● **Work instructions**
Find each line in the entries below that contains the word "uniform" and copy those lines out in full.

● **Task data**
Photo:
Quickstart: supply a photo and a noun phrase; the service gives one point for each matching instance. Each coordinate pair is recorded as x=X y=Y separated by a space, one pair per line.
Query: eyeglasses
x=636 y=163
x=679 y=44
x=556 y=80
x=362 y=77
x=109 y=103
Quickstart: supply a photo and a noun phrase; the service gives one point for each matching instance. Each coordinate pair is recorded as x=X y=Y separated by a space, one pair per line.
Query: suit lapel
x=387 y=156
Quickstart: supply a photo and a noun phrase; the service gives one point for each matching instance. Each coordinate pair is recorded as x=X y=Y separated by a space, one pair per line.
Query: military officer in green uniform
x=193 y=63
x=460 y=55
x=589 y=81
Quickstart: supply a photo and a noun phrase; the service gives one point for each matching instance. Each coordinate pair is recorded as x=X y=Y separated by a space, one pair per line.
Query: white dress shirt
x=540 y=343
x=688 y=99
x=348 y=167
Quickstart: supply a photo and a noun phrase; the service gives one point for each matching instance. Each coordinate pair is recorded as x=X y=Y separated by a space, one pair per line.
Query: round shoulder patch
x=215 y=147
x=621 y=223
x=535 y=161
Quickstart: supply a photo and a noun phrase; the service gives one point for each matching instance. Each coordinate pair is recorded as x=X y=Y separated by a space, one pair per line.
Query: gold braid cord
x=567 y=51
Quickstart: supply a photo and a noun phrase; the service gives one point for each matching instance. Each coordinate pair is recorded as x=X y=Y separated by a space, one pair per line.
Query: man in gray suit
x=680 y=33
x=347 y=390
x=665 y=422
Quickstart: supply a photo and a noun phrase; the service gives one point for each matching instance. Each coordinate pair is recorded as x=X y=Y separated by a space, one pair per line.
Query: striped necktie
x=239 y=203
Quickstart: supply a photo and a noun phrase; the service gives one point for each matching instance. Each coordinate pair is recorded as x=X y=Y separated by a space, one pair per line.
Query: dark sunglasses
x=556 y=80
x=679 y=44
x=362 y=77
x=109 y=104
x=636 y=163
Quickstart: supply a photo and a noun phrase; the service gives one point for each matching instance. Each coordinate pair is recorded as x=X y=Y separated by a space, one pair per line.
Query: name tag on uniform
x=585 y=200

--

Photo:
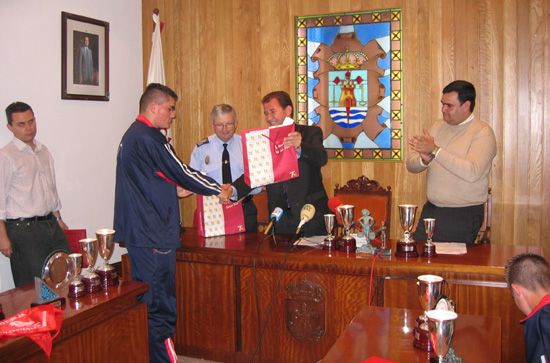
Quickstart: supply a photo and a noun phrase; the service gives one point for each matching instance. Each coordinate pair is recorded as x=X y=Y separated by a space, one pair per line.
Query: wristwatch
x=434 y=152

==

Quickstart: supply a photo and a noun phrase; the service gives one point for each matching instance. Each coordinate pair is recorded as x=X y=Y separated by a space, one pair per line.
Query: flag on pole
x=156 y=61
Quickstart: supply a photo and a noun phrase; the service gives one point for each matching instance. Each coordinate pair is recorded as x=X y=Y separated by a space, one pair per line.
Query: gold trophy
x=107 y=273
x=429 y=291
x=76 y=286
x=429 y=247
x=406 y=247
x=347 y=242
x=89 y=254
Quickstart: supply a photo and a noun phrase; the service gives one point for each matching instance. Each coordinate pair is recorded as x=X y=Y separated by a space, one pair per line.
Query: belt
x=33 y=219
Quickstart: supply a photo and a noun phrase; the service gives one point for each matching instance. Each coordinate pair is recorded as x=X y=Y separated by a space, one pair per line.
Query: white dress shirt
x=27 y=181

● **Exercise output**
Query: military officer in green uniform
Query: name tag on uniform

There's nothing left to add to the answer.